### Extrait du document:
..............................

Une proposition visant à éliminer progressivement les subventions en faveur du coton a été présentée et a véritablement recueilli un large appui à la Conférence ministérielle de Cancún. Pour la première fois, les pays les plus pauvres du monde ont activement participé aux négociations et réussi à faire inscrire à l'ordre du jour des travaux les questions commerciales présentant pour eux de l'intérêt. La proposition visant à améliorer la situation des producteurs de coton de l'Afrique occidentale n'a pas donné tout ce que les gouvernements de cette région en attendaient, mais il n'en reste pas moins que cette question a été inscrite à l'ordre du jour, et dès lors qu'une question est à l'ordre du jour, on peut espérer des améliorations.

Il en va de même des progrès réalisés ici en ce qui concerne l'agriculture. De nombreux pays en développement ont estimé que les travaux de Cancún avaient fait progresser les négociations dans un sens très favorable. Peut-être pas aussi loin qu'ils l'auraient voulu, mais dans une organisation où toutes les décisions sont prises par consensus, les Membres doivent faire preuve de réalisme et prendre en compte les préoccupations politiques de leurs partenaires commerciaux.

Maintenant, du fait que les Ministres n'ont pas réussi à se mettre d'accord à Cancún sur le programme futur, l'avenir de beaucoup de ces questions est incertain. Pour cette raison, et pour d'autres encore, le résultat de cette Conférence ministérielle est très décevant. S'agissant de savoir s'il y avait lieu de lancer des négociations sur les "questions de Singapour", c'est à dire commerce et investissement, commerce et concurrence, transparence dans les marchés publics et facilitation des échanges, les Ministres ne sont pas parvenus à un accord. Le degré de sensibilité politique sur ces questions varie sensiblement, mais les Membres n'ont pu se mettre d'accord sur aucune d'elles.

..............................

### Entrées affichées:

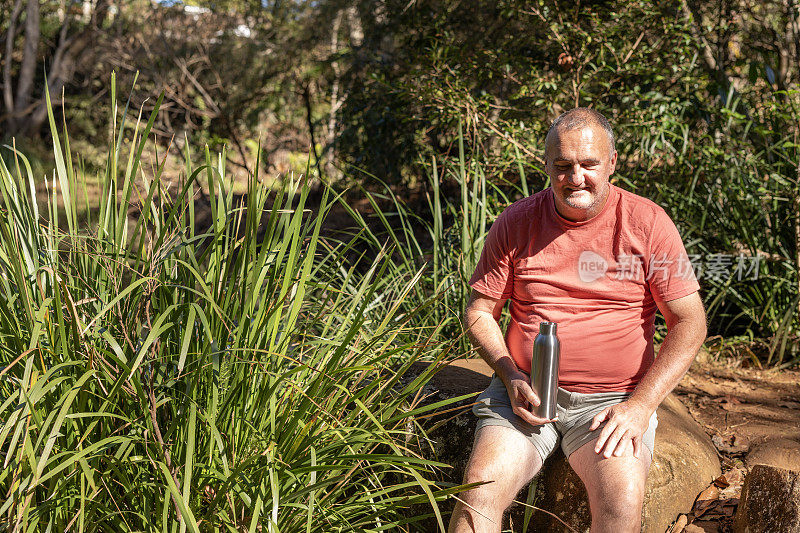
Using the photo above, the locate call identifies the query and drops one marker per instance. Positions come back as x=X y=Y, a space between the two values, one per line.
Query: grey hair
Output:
x=582 y=117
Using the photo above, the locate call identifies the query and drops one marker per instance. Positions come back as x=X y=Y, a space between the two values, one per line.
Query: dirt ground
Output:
x=745 y=411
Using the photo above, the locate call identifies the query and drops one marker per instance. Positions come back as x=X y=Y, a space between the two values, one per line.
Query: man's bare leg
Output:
x=615 y=487
x=508 y=459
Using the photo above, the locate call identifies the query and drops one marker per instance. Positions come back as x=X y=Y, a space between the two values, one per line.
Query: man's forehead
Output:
x=586 y=141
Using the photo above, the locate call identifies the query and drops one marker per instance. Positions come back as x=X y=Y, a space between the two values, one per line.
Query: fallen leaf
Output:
x=722 y=482
x=691 y=528
x=679 y=524
x=733 y=444
x=705 y=500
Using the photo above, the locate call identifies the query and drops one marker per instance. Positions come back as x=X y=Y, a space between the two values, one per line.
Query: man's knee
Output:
x=619 y=499
x=492 y=493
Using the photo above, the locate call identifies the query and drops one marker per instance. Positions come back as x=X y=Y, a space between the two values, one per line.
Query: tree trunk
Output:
x=27 y=70
x=8 y=95
x=330 y=169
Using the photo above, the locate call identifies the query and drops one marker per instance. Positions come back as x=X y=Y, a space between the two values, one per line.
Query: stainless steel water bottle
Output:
x=544 y=369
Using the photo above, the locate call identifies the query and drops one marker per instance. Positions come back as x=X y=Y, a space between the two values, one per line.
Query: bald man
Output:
x=599 y=261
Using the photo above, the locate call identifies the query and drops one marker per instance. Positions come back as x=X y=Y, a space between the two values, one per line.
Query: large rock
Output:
x=685 y=460
x=684 y=463
x=782 y=453
x=770 y=501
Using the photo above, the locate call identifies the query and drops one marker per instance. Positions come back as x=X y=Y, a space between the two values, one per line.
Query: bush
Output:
x=160 y=375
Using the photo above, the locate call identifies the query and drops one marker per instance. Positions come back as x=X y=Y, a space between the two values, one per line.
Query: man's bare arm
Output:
x=626 y=422
x=481 y=318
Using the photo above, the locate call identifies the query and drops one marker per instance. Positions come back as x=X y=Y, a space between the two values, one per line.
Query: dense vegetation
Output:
x=185 y=342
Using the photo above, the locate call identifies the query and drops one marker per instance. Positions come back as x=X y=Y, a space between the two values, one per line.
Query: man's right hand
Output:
x=523 y=399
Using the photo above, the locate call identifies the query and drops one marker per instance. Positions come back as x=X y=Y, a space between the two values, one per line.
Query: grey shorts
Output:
x=574 y=410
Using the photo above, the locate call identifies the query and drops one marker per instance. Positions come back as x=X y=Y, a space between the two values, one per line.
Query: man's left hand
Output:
x=626 y=422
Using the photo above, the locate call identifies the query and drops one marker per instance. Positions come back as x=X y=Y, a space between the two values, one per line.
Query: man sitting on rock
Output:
x=598 y=261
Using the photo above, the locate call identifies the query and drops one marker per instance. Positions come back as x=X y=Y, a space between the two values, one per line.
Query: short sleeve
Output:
x=669 y=271
x=494 y=274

..............................

### Consigne 1:
D'après l'extrait sur la Conférence ministérielle de Cancún, quels sujets recouvrent les « questions de Singapour » ?
### Consigne 2:
Comptez, s'il vous plaît, les lignes des entrées qui contiennent la chaîne « rock », puis indiquez seulement ce nombre.

### Corrigé détaillé 1:
Commerce et investissement, commerce et concurrence, transparence dans les marchés publics et facilitation des échanges.

### Corrigé détaillé 2:
2